PROBLEM DESCRIPTION: Repeat every entry below exactly.
--
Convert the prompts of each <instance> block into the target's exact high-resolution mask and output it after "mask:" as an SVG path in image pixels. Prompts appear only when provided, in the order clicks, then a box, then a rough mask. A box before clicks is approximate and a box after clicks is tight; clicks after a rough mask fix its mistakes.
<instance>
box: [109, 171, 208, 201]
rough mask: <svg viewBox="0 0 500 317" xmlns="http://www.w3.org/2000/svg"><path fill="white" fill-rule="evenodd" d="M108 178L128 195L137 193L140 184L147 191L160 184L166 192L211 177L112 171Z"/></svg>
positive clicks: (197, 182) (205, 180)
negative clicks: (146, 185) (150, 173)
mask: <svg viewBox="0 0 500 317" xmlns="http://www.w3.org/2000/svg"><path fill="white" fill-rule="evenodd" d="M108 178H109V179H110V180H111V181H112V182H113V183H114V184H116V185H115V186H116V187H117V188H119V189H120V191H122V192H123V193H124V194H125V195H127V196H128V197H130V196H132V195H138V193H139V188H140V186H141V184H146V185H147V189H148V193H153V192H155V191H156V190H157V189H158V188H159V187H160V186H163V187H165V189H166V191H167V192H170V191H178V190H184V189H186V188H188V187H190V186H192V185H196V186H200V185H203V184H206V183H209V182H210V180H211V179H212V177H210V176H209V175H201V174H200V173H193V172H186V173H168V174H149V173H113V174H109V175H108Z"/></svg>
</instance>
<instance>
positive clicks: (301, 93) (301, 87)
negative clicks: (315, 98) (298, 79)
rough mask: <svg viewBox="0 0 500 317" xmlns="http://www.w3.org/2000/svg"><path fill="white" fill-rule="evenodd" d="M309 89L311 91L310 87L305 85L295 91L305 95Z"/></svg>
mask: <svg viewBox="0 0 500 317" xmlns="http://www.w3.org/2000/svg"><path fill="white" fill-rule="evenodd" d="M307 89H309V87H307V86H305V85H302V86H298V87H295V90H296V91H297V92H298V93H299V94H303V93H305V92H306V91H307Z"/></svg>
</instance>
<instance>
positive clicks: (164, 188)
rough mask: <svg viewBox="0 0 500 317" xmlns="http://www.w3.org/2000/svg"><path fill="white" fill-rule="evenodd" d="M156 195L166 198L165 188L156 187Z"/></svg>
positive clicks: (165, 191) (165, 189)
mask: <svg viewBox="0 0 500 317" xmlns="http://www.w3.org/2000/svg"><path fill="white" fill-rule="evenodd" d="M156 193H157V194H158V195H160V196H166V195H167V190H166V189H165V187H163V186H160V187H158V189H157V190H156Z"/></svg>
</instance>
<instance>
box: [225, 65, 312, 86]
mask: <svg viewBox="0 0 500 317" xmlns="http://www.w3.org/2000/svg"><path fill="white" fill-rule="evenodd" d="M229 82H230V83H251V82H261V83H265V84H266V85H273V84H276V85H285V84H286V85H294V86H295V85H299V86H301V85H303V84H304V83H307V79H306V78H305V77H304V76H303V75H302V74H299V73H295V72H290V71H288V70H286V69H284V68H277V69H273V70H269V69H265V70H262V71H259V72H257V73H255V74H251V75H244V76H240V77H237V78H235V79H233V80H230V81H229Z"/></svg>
--
RESPONSE TO THIS EXERCISE:
Convert the prompts of each <instance> block into the target's exact high-resolution mask and output it after "mask:" as an SVG path in image pixels. Prompts appear only when provided, in the order clicks, then a box, then a rough mask. A box before clicks is approximate and a box after clicks is tight; clicks after a rough mask fix its mistakes.
<instance>
box: [109, 171, 208, 201]
rough mask: <svg viewBox="0 0 500 317" xmlns="http://www.w3.org/2000/svg"><path fill="white" fill-rule="evenodd" d="M108 178L128 195L137 193L140 184L147 191L160 184L166 192L211 177L112 171Z"/></svg>
positive clicks: (197, 182) (205, 180)
negative clicks: (146, 185) (150, 173)
mask: <svg viewBox="0 0 500 317" xmlns="http://www.w3.org/2000/svg"><path fill="white" fill-rule="evenodd" d="M108 178H109V179H110V180H111V181H112V182H113V183H114V184H116V185H115V186H116V187H117V188H119V189H120V191H122V192H123V193H124V194H125V195H127V196H128V197H130V196H132V195H138V193H139V188H140V186H141V184H146V185H147V189H148V193H153V192H155V191H156V190H157V189H158V188H159V187H160V186H163V187H165V189H166V191H167V192H170V191H178V190H184V189H186V188H188V187H190V186H192V185H196V186H200V185H203V184H206V183H209V182H210V180H211V179H212V177H210V176H209V175H201V174H200V173H193V172H186V173H168V174H149V173H113V174H109V175H108Z"/></svg>
</instance>
<instance>
positive clicks: (301, 93) (301, 87)
negative clicks: (315, 98) (298, 79)
rough mask: <svg viewBox="0 0 500 317" xmlns="http://www.w3.org/2000/svg"><path fill="white" fill-rule="evenodd" d="M309 89L311 91L310 87L305 85L295 91L305 95Z"/></svg>
mask: <svg viewBox="0 0 500 317" xmlns="http://www.w3.org/2000/svg"><path fill="white" fill-rule="evenodd" d="M307 89H309V87H307V86H305V85H302V86H298V87H295V90H296V91H297V92H298V93H299V94H303V93H305V92H306V91H307Z"/></svg>
</instance>
<instance>
positive clicks: (164, 188)
rough mask: <svg viewBox="0 0 500 317" xmlns="http://www.w3.org/2000/svg"><path fill="white" fill-rule="evenodd" d="M156 195L166 198L165 188L156 187Z"/></svg>
positive clicks: (165, 191) (165, 189)
mask: <svg viewBox="0 0 500 317" xmlns="http://www.w3.org/2000/svg"><path fill="white" fill-rule="evenodd" d="M156 193H157V194H158V195H160V196H166V195H167V190H166V189H165V187H163V186H160V187H158V189H157V190H156Z"/></svg>
</instance>
<instance>
box: [225, 65, 312, 86]
mask: <svg viewBox="0 0 500 317" xmlns="http://www.w3.org/2000/svg"><path fill="white" fill-rule="evenodd" d="M229 82H230V83H251V82H261V83H265V84H266V85H273V84H276V85H285V84H286V85H294V86H295V85H299V86H301V85H303V84H304V83H307V79H306V78H305V77H304V76H303V75H302V74H299V73H295V72H290V71H288V70H286V69H284V68H277V69H273V70H269V69H265V70H262V71H259V72H257V73H255V74H251V75H244V76H240V77H237V78H235V79H233V80H230V81H229Z"/></svg>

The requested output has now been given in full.